• Page extract:
— BEGIN —
Here:

https://github.com/bolkedebruin/airflow/tree/secure_connections 
<https://github.com/bolkedebruin/airflow/tree/secure_connections>

Is a working rudimentary implementation that allows securing the connections 
(only LocalExecutor at the moment)

* It enforces the use of “conn_id” instead of the mix that we have now
* A task if using “conn_id” has ‘auto-registered’ (which is a noop) its 
connections
* The scheduler reads the connection informations and serializes it to json 
(which should be a different format, protobuf preferably)
* The scheduler then sends this info to the executor
* The executor puts this in the environment of the task (environment most 
likely not secure enough for us)
* The BaseHook reads out this environment variable and does not need to touch 
the database

The example_http_operator works, I havent tested any other. To make it work I 
just adjusted the hook and operator to use “conn_id” instead 
of the non standard http_conn_id.

Makes sense? 

B.

* The BaseHook is adjusted to not connect to the database
> On 28 Jul 2018, at 17:50, Bolke de Bruin <bdbr...@gmail.com> wrote:
> 
> Well, I don’t think a hook (or task) should be obtain it by itself. It should 
> be supplied.
> At the moment you start executing the task you cannot trust it anymore (ie. 
> it is unmanaged 
> / non airflow code).
> 
> So we could change the basehook to understand supplied credentials and 
> populate
> a hash with “conn_ids”. Hooks normally call BaseHook.get_connection anyway, so
> it shouldnt be too hard and should in principle not require changes to the 
> hooks
> themselves if they are well behaved.
> 
> B.
— END —
• Task description:
Repeat, word for word, the part of the message about securing Airflow connections that begins with "The example_http_operator works, I" and ends with "it anymore (ie.".

• Saved data entries:
— BEGIN —
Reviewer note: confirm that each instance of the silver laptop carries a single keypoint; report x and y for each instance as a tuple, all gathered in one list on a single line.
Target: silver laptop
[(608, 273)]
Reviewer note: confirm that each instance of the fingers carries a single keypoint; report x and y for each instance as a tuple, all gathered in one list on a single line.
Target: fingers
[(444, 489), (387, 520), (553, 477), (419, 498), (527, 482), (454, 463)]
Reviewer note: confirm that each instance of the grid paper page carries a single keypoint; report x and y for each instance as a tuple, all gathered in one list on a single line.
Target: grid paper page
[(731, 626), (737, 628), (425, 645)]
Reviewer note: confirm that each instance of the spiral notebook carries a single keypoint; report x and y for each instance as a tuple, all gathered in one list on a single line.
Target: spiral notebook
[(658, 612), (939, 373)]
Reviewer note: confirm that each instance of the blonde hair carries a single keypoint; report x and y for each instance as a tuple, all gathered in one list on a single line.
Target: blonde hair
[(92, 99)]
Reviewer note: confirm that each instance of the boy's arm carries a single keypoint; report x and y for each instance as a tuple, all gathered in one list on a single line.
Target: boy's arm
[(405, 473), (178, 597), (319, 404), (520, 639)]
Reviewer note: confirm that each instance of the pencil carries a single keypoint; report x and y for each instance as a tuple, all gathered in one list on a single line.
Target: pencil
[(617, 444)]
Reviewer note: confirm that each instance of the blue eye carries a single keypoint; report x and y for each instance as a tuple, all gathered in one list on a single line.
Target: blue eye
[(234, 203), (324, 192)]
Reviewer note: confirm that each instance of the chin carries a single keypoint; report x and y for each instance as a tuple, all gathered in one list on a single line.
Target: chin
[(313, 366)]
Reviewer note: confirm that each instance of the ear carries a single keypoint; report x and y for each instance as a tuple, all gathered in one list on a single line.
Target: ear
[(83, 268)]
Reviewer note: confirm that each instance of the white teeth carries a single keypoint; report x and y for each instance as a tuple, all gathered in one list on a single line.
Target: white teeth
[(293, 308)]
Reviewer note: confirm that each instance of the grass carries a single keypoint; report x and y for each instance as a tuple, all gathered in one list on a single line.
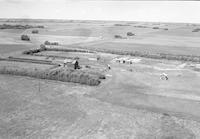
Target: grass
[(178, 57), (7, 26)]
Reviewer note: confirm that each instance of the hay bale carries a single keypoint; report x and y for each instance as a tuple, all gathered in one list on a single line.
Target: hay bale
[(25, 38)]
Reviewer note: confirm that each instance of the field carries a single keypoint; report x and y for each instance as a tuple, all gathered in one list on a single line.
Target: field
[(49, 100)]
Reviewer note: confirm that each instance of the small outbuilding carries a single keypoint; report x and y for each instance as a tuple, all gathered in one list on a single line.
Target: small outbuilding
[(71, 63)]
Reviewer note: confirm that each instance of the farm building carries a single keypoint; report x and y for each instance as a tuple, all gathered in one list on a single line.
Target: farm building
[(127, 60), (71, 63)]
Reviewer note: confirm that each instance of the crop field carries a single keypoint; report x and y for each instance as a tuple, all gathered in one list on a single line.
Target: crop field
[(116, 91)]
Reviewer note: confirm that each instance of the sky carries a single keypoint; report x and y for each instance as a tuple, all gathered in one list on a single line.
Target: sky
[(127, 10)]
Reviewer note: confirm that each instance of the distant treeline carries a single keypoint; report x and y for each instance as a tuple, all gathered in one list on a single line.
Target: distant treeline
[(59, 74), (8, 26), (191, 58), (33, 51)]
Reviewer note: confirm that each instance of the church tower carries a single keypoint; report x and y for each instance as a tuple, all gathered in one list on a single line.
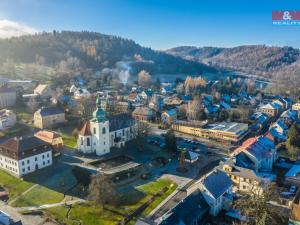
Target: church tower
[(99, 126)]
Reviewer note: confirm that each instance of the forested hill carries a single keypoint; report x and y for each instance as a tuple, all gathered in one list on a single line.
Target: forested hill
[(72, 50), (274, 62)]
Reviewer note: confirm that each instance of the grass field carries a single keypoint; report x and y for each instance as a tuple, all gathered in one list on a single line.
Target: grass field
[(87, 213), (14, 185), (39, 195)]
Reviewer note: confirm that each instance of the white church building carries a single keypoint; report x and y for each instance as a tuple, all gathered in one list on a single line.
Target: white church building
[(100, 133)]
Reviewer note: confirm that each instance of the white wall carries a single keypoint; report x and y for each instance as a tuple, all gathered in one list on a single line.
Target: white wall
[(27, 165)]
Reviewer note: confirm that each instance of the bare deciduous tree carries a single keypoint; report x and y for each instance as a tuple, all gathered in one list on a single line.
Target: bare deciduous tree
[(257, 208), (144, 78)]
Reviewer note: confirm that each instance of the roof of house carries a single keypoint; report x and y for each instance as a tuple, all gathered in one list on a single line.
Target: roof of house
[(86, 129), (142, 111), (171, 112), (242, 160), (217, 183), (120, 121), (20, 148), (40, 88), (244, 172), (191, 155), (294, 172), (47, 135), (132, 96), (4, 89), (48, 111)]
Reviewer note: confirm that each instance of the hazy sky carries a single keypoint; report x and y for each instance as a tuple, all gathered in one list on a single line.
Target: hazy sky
— END —
• Full output:
The example_http_operator works, I havent tested any other. To make it work I 
just adjusted the hook and operator to use “conn_id” instead 
of the non standard http_conn_id.

Makes sense? 

B.

* The BaseHook is adjusted to not connect to the database
> On 28 Jul 2018, at 17:50, Bolke de Bruin <bdbr...@gmail.com> wrote:
> 
> Well, I don’t think a hook (or task) should be obtain it by itself. It should 
> be supplied.
> At the moment you start executing the task you cannot trust it anymore (ie.